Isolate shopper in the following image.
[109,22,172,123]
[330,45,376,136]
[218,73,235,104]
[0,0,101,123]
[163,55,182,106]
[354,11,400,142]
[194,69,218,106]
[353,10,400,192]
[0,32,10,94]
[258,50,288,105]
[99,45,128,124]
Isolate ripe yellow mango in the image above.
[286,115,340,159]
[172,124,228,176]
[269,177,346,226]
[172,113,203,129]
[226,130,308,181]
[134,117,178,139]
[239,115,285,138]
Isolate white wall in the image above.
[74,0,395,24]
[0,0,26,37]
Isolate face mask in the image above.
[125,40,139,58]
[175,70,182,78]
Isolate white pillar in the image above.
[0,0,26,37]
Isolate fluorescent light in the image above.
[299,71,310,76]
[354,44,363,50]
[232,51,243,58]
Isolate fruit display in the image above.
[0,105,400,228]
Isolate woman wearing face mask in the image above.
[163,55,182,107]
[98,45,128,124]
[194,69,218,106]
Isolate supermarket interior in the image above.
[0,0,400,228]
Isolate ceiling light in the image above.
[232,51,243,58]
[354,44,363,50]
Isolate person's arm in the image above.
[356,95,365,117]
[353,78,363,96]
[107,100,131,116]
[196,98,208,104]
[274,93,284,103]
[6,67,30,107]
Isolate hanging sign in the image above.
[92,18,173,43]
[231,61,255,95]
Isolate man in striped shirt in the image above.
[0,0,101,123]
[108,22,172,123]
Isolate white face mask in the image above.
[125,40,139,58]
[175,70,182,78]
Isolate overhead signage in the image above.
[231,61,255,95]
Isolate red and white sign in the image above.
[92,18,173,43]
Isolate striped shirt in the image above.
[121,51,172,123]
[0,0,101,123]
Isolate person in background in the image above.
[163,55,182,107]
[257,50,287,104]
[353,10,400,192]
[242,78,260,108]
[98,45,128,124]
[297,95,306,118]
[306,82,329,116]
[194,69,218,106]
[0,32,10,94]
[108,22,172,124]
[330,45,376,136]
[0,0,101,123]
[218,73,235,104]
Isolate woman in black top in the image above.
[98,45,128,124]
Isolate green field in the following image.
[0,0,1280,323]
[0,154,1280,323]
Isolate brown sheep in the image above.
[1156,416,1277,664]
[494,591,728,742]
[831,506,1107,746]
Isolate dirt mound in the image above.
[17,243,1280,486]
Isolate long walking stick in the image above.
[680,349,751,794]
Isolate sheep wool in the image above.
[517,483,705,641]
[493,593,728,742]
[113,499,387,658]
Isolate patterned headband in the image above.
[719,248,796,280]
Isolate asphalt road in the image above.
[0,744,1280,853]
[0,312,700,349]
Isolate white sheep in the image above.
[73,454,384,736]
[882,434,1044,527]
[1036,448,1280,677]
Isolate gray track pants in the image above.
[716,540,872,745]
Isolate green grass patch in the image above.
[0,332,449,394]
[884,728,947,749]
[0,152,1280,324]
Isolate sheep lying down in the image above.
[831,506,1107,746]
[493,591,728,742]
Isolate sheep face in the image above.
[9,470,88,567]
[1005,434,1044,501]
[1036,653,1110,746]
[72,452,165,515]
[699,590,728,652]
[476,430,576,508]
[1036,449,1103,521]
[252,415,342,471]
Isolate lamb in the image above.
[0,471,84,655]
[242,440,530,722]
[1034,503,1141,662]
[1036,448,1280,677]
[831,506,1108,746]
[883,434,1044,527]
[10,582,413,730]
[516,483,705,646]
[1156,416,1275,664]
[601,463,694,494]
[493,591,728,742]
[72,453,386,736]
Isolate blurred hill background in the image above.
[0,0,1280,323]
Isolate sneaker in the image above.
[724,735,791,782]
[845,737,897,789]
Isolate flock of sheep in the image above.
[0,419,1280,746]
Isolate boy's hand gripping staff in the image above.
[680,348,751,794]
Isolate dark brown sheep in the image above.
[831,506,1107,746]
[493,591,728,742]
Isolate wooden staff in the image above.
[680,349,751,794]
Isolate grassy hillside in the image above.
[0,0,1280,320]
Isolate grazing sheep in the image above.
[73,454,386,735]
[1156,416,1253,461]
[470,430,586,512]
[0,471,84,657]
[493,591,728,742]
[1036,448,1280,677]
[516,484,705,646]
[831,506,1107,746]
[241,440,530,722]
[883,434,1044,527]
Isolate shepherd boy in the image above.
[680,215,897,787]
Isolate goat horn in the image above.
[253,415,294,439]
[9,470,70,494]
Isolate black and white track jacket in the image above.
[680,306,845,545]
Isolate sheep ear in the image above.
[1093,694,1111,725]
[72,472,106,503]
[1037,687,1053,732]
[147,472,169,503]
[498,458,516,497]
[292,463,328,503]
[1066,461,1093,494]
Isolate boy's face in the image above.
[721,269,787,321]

..............................

### WHAT IS EXPECTED
Copy out the rows word for word, from the line containing "Isolate lamb in the image above." through the last line of the rows above, including both ends.

### ANSWER TO THIS TASK
Isolate lamb in the image above.
[0,471,84,655]
[242,440,530,722]
[1034,503,1141,662]
[1036,448,1280,677]
[831,506,1108,746]
[883,434,1044,527]
[10,582,413,730]
[516,483,705,646]
[1156,416,1275,664]
[601,463,694,494]
[493,591,728,742]
[72,453,386,736]
Isolate blurred hill background in the image above.
[0,0,1280,323]
Isolate sneaker in the image above.
[724,735,791,782]
[845,737,897,789]
Isolate flock of sheep in the image above.
[0,419,1280,746]
Isolate boy's hand gripping staff in the image above.
[680,348,751,794]
Isolate dark brown sheep in the image above.
[831,506,1107,746]
[493,591,728,742]
Isolate wooden staff in the image above.
[680,349,751,794]
Isolate grassy hillside in the image above.
[0,0,1280,320]
Isolate grazing sheep in the image above.
[73,454,386,735]
[1156,416,1253,461]
[470,430,586,512]
[0,471,84,657]
[493,591,728,742]
[1036,448,1280,677]
[516,484,705,646]
[831,506,1107,746]
[241,440,530,722]
[883,434,1044,527]
Isolate shepherd boy in the image above.
[680,215,897,787]
Isolate goat horn in the image above.
[253,415,294,439]
[9,470,70,494]
Isolate black and white track jacket in the image above.
[680,306,845,545]
Isolate sheep ear in the image above.
[1093,694,1111,725]
[72,472,106,503]
[1037,687,1053,732]
[147,472,169,503]
[498,458,516,497]
[292,463,328,503]
[1066,461,1093,494]
Isolate boy's face in the image above.
[721,269,787,321]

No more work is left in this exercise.